Task objective —
Filter the material below down to the lines that contain the word "railing", and copy each of those lines in full.
Begin Data excerpts
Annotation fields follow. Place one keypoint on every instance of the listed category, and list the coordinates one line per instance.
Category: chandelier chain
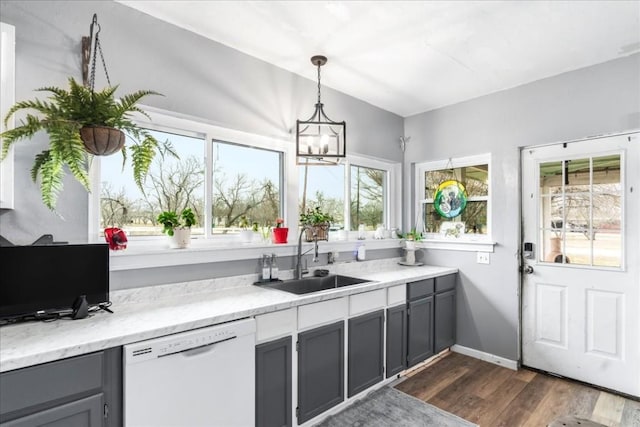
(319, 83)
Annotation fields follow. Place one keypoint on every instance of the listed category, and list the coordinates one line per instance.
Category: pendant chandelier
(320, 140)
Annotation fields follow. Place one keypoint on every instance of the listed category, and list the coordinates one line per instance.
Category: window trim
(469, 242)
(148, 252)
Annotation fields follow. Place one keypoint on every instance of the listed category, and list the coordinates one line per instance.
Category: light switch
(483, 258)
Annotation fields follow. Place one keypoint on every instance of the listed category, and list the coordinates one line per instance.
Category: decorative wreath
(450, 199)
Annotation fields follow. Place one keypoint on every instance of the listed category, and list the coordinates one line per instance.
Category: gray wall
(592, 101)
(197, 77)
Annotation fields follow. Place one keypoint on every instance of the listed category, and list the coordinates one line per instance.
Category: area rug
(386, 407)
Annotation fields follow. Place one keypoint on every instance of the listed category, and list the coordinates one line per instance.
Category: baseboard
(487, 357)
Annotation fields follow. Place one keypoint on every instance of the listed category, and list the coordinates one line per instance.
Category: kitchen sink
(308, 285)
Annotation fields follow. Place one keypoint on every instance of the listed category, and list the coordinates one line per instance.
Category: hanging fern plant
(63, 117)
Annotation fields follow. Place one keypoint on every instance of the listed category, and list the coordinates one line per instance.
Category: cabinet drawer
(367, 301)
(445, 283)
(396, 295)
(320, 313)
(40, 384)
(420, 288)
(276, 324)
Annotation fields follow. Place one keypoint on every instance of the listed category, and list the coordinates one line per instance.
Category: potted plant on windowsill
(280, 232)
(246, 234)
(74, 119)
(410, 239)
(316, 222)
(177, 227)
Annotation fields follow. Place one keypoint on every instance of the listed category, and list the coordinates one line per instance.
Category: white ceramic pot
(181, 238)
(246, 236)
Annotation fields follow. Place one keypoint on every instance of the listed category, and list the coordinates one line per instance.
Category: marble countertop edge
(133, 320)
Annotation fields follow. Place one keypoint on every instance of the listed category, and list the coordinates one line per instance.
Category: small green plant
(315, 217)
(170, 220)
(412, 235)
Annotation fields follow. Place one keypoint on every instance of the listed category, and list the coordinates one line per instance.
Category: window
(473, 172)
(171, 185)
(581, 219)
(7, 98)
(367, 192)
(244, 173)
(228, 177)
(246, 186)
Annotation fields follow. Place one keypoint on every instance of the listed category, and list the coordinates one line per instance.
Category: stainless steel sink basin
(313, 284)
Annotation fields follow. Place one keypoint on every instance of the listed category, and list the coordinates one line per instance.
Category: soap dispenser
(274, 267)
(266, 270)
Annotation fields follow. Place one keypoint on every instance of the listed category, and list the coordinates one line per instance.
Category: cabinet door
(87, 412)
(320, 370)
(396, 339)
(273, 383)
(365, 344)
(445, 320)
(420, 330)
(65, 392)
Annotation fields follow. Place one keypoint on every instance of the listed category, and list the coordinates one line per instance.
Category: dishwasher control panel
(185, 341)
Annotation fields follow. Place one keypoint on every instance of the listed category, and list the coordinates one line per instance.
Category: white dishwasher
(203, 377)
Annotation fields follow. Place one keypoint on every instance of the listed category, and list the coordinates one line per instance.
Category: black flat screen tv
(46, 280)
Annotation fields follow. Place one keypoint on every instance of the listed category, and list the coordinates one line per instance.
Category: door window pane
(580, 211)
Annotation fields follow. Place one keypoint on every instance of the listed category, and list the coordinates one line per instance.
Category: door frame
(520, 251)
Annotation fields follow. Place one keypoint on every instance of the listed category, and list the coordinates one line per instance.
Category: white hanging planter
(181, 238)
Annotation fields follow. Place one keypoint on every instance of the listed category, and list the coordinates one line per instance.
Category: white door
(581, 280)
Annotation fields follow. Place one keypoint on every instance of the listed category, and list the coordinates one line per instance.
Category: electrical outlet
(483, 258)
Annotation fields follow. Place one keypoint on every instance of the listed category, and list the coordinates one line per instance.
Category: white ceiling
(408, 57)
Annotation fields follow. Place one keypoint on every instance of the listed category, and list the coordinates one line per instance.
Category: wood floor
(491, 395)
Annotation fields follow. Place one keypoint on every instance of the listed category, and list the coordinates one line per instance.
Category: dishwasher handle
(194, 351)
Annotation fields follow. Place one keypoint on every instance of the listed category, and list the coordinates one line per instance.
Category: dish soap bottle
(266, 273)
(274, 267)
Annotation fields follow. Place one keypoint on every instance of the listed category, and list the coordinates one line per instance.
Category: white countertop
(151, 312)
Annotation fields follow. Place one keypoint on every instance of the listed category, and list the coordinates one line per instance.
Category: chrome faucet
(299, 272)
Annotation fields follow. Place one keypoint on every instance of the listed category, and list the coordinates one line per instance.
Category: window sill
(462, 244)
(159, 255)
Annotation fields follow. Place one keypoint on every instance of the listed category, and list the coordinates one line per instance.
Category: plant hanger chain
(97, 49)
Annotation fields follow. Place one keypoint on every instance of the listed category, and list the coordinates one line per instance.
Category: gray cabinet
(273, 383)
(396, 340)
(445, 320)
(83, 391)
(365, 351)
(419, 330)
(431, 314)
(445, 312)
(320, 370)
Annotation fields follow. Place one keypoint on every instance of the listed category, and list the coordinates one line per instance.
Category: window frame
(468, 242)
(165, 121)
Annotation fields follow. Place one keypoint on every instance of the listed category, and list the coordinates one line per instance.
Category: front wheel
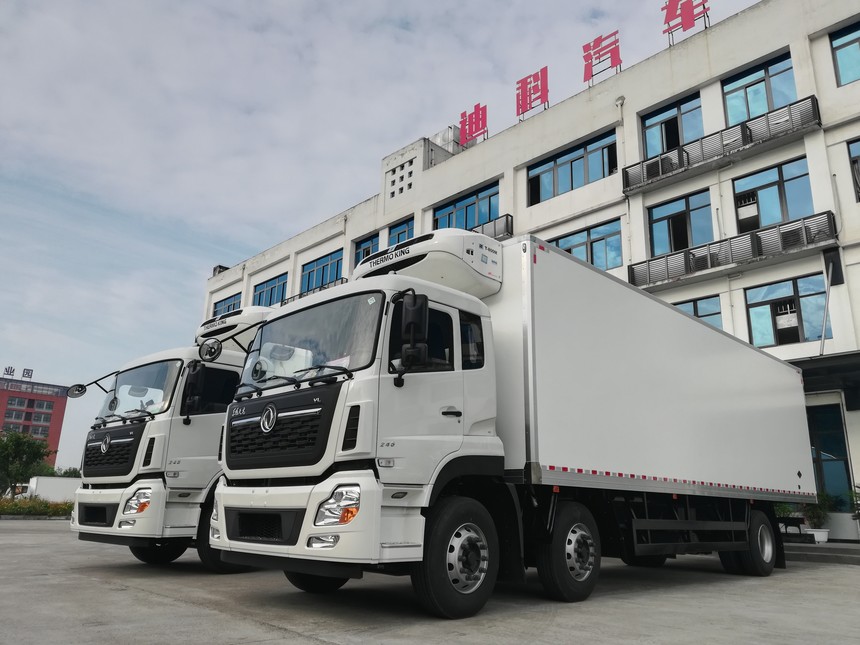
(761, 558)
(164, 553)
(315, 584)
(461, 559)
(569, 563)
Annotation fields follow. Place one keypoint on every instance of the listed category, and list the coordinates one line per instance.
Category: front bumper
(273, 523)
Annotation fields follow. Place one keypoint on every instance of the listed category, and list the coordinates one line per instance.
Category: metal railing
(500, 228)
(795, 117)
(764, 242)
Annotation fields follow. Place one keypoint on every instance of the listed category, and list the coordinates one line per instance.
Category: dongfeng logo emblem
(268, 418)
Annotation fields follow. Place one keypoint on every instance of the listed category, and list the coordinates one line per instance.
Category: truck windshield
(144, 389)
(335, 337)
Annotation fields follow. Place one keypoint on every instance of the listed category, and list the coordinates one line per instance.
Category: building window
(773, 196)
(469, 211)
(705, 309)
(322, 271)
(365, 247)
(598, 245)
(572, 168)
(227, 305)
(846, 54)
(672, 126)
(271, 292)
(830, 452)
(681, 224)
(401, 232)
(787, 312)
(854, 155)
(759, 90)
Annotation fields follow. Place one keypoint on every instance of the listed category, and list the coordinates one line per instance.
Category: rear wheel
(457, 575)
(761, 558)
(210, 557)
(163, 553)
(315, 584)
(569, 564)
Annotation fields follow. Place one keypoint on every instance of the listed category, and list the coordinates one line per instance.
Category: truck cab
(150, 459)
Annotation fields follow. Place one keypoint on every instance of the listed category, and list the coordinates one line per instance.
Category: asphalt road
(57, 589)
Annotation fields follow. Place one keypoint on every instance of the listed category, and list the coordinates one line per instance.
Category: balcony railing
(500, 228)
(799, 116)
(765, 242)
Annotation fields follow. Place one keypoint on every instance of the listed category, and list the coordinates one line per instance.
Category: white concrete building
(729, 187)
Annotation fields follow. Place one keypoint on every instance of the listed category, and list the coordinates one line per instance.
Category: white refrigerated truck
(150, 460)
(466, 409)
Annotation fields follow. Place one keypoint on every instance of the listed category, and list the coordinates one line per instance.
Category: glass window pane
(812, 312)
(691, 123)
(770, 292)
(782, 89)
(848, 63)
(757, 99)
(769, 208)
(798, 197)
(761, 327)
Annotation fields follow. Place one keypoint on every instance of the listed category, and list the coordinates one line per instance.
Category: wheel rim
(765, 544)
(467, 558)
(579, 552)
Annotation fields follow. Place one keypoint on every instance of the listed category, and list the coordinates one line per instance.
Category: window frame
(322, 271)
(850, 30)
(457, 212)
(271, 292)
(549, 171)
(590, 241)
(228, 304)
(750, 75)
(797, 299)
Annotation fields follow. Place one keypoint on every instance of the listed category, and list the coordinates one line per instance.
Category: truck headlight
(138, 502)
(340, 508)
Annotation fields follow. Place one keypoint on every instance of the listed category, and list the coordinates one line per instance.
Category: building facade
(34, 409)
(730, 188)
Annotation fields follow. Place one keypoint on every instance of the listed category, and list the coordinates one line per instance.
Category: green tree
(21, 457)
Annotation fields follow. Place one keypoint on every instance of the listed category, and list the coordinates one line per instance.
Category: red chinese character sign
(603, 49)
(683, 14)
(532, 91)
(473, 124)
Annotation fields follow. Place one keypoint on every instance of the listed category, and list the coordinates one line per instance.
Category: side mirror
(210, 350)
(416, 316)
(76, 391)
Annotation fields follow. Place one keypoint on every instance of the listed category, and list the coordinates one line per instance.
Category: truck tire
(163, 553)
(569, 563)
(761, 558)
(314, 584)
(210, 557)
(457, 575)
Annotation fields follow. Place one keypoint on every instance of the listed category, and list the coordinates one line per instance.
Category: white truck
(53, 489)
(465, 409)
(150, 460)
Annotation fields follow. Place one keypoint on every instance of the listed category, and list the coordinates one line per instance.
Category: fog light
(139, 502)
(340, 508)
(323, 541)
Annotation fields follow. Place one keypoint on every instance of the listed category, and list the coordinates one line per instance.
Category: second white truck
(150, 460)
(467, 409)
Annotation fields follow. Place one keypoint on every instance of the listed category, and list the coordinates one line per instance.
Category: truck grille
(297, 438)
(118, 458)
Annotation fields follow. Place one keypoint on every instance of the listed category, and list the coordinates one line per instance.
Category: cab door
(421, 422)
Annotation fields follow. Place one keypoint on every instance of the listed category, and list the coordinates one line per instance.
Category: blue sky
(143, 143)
End Data excerpts
Finished exercise —
Category: metal railing
Category: balcony railing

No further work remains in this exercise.